* **Problem details**: Return all entries verbatim; skip any pictures.

(Dataset items)
++++

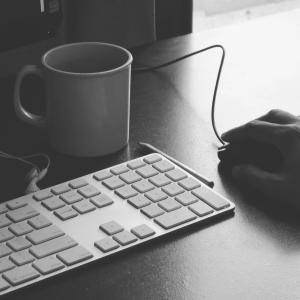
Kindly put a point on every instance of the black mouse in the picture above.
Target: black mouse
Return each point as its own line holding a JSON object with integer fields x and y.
{"x": 260, "y": 154}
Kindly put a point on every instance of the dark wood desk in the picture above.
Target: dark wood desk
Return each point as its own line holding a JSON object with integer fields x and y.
{"x": 255, "y": 254}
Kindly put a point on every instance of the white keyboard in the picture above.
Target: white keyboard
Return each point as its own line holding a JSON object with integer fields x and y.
{"x": 94, "y": 216}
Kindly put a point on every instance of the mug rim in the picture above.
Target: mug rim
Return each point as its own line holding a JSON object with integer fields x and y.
{"x": 88, "y": 74}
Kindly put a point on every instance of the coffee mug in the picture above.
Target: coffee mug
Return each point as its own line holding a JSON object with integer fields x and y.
{"x": 87, "y": 97}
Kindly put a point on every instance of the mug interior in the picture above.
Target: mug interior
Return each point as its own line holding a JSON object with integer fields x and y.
{"x": 85, "y": 58}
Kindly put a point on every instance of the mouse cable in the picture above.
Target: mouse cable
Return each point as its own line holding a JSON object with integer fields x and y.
{"x": 213, "y": 105}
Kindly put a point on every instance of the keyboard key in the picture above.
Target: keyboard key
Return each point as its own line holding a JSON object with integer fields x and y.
{"x": 125, "y": 238}
{"x": 66, "y": 213}
{"x": 189, "y": 183}
{"x": 169, "y": 204}
{"x": 39, "y": 222}
{"x": 142, "y": 231}
{"x": 20, "y": 228}
{"x": 156, "y": 195}
{"x": 214, "y": 200}
{"x": 71, "y": 197}
{"x": 60, "y": 189}
{"x": 111, "y": 227}
{"x": 126, "y": 192}
{"x": 173, "y": 189}
{"x": 152, "y": 211}
{"x": 175, "y": 218}
{"x": 107, "y": 244}
{"x": 78, "y": 183}
{"x": 22, "y": 213}
{"x": 6, "y": 264}
{"x": 163, "y": 166}
{"x": 152, "y": 158}
{"x": 5, "y": 235}
{"x": 17, "y": 203}
{"x": 113, "y": 183}
{"x": 201, "y": 209}
{"x": 88, "y": 191}
{"x": 160, "y": 180}
{"x": 130, "y": 177}
{"x": 147, "y": 171}
{"x": 4, "y": 250}
{"x": 45, "y": 234}
{"x": 21, "y": 275}
{"x": 74, "y": 255}
{"x": 101, "y": 175}
{"x": 52, "y": 246}
{"x": 102, "y": 200}
{"x": 22, "y": 258}
{"x": 119, "y": 169}
{"x": 135, "y": 164}
{"x": 84, "y": 206}
{"x": 42, "y": 195}
{"x": 4, "y": 221}
{"x": 139, "y": 201}
{"x": 18, "y": 243}
{"x": 186, "y": 198}
{"x": 53, "y": 203}
{"x": 3, "y": 284}
{"x": 3, "y": 208}
{"x": 176, "y": 175}
{"x": 143, "y": 186}
{"x": 48, "y": 265}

++++

* **Completed exercise**:
Kindly put a point on every instance of the black mouse in the picture above.
Target: black mouse
Return each point as its own line holding a JSON object with integer fields x and y.
{"x": 260, "y": 154}
Kindly put a point on every instance of the dark wood desk in the picture above.
Target: dark wood desk
Return each point as its own line holding a JSON object with integer fields x and y.
{"x": 255, "y": 254}
Kindly put a point on every instance of the white keyboard in the picture above.
Target: white keyboard
Return each point as its own line holding a JSON object with integer fields x and y.
{"x": 94, "y": 216}
Kindly put a point on every instance of the mug rim in the picture above.
Target: mug rim
Return each point as its own line holding a JSON object with integer fields x and y.
{"x": 88, "y": 74}
Kindly put a point on every instance of the coffee mug in the picture above.
Target: coffee mug
Return each point as its own line holding a JSON object with integer fields x and y.
{"x": 87, "y": 97}
Kindly put a point on every instance of the mug interior in the picture above.
Target: mug interior
Return each point as its own line holding a JSON object with integer fields x and y.
{"x": 85, "y": 58}
Kindly put a point on every instance of the mouse cable in the picture above.
Target: mouse cable
Return each point as its own line holding a JSON object with integer fields x and y.
{"x": 213, "y": 105}
Kindly put a point on every instance of the keyboard key in the picture above.
Target: keyboard key
Return each point as its own line holding a JSON object with integer fields x and y.
{"x": 125, "y": 238}
{"x": 66, "y": 213}
{"x": 189, "y": 183}
{"x": 169, "y": 204}
{"x": 39, "y": 222}
{"x": 142, "y": 231}
{"x": 20, "y": 228}
{"x": 156, "y": 195}
{"x": 214, "y": 200}
{"x": 71, "y": 197}
{"x": 60, "y": 189}
{"x": 111, "y": 227}
{"x": 126, "y": 192}
{"x": 173, "y": 189}
{"x": 152, "y": 211}
{"x": 175, "y": 218}
{"x": 107, "y": 244}
{"x": 78, "y": 183}
{"x": 22, "y": 213}
{"x": 6, "y": 264}
{"x": 163, "y": 166}
{"x": 152, "y": 158}
{"x": 5, "y": 235}
{"x": 17, "y": 203}
{"x": 113, "y": 183}
{"x": 201, "y": 209}
{"x": 88, "y": 191}
{"x": 160, "y": 180}
{"x": 130, "y": 177}
{"x": 147, "y": 171}
{"x": 4, "y": 250}
{"x": 45, "y": 234}
{"x": 21, "y": 275}
{"x": 74, "y": 255}
{"x": 101, "y": 175}
{"x": 52, "y": 246}
{"x": 102, "y": 200}
{"x": 22, "y": 258}
{"x": 119, "y": 169}
{"x": 135, "y": 164}
{"x": 84, "y": 206}
{"x": 42, "y": 195}
{"x": 4, "y": 221}
{"x": 139, "y": 201}
{"x": 18, "y": 243}
{"x": 186, "y": 198}
{"x": 53, "y": 203}
{"x": 3, "y": 284}
{"x": 3, "y": 208}
{"x": 176, "y": 175}
{"x": 143, "y": 186}
{"x": 48, "y": 265}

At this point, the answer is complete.